# Activity:
Reproduce precisely the lines of the listing below, starting with the line that contains "x=968, y=480" and stopping after the line that contains "x=316, y=210"; include nothing else.
*** Opening The data ***
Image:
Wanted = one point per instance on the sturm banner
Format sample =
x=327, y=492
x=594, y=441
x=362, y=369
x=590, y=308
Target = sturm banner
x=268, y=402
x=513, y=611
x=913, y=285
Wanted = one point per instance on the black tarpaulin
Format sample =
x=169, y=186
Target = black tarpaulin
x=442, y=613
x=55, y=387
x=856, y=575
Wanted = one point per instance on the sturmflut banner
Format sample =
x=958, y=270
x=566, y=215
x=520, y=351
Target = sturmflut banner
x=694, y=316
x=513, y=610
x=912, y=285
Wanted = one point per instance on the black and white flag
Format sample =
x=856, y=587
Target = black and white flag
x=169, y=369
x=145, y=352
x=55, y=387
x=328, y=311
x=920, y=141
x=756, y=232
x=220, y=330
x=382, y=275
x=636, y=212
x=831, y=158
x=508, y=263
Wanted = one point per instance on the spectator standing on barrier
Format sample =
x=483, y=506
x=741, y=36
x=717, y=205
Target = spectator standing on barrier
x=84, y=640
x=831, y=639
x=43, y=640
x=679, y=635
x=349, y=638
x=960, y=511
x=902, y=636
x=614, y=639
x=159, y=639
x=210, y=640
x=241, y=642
*** Closing The data ***
*** Opening The data ***
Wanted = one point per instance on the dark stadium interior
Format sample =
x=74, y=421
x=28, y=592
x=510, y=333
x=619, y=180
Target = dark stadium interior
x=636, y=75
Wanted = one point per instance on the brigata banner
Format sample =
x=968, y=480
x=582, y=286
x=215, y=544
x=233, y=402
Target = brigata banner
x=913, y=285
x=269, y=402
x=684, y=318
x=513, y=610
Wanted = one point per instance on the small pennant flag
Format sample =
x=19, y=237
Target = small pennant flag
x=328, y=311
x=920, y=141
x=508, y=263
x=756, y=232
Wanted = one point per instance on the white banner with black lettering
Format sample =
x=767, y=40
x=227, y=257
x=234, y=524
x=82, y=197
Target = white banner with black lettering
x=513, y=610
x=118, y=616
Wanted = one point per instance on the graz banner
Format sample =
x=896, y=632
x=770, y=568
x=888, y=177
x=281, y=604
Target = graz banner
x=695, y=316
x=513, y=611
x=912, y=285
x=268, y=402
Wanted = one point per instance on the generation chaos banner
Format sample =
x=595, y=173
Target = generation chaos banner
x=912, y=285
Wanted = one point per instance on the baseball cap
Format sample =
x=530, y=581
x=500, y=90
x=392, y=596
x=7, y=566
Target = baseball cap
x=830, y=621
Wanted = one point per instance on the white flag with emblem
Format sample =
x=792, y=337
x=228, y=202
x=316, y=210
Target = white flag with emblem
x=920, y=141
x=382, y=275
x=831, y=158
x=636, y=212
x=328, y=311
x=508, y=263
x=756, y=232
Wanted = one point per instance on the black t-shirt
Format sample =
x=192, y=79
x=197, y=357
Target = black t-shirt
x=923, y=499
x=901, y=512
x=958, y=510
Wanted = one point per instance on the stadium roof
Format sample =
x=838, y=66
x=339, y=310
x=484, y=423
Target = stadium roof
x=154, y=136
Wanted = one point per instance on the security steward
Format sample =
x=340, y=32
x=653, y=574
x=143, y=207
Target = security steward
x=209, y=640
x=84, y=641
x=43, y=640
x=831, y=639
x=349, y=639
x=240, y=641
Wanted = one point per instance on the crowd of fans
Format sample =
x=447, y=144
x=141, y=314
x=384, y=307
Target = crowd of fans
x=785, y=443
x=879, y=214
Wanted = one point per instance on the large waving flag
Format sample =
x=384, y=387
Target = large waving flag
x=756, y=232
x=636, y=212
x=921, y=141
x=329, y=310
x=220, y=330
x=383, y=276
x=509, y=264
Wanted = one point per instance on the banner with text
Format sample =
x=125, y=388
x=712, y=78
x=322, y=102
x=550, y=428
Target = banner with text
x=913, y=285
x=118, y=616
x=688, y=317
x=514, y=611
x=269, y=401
*** Closing The data ***
# Written solution:
x=968, y=480
x=582, y=286
x=215, y=544
x=233, y=402
Target = brigata banner
x=913, y=285
x=269, y=402
x=684, y=318
x=513, y=610
Wanted = one point per instance on the small pennant flag
Format sample =
x=19, y=237
Target = small pennant flag
x=328, y=311
x=920, y=141
x=508, y=263
x=756, y=232
Wanted = one point per instance on the white banner with black lettering
Format sample =
x=767, y=40
x=227, y=257
x=234, y=524
x=82, y=197
Target = white banner with black lettering
x=513, y=610
x=118, y=616
Wanted = one point per instance on the graz banner
Format sample =
x=896, y=632
x=770, y=568
x=888, y=177
x=281, y=604
Target = graz banner
x=695, y=316
x=513, y=611
x=912, y=285
x=268, y=402
Wanted = one point per instance on the generation chaos banner
Format sample =
x=595, y=173
Target = generation chaos banner
x=912, y=285
Wanted = one point per instance on the baseball cap
Format sample =
x=530, y=581
x=500, y=90
x=392, y=596
x=7, y=566
Target = baseball cap
x=830, y=621
Wanted = one point per instance on the white flag with emblem
Format sample =
x=792, y=337
x=228, y=202
x=316, y=210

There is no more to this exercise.